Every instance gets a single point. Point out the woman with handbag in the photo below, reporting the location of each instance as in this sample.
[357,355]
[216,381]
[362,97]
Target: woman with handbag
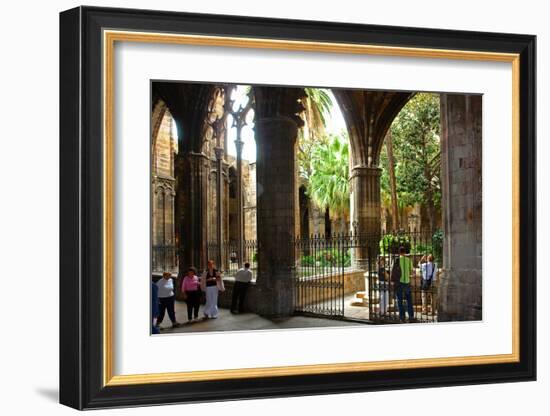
[211,284]
[192,290]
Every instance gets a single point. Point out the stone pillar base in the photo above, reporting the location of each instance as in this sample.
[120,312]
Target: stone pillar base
[277,301]
[459,295]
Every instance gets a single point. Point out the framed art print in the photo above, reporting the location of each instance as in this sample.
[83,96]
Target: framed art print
[258,207]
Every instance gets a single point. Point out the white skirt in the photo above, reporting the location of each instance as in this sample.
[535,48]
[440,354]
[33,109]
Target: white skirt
[211,307]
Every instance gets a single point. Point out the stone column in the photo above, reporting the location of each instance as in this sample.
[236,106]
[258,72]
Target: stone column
[460,288]
[191,195]
[276,207]
[365,185]
[219,211]
[240,210]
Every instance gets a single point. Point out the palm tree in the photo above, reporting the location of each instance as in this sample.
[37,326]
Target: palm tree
[318,105]
[329,178]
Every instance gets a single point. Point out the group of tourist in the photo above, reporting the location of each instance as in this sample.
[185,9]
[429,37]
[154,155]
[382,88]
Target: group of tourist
[196,291]
[398,277]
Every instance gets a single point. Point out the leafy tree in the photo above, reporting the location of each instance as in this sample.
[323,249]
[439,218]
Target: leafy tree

☆ ☆ ☆ ☆ ☆

◆ TASK STATEMENT:
Render the stretch of the records above from the line containing "Every instance gets a single point. Point out the palm" through the end of the records as a numbered list, omitting any blank lines. Include no other lines.

◆ ANSWER FOR THE TASK:
1. Every instance gets a single point. Point out the palm tree in the photo above, reporting the location of each instance as in this sample.
2. [37,326]
3. Target: palm tree
4. [318,105]
5. [329,178]
6. Every instance gets a single point. Point out the group of tourist in the photo above, reporting the location of each instance as in this sample.
7. [185,9]
8. [429,37]
9. [154,155]
10. [382,88]
11. Target: group of tourist
12. [196,291]
13. [398,277]
14. Every instance gets a single point. Point out the leafy tree in the photo above, reporting the location of each instance as in this sample.
15. [323,249]
16. [439,218]
17. Target: leafy tree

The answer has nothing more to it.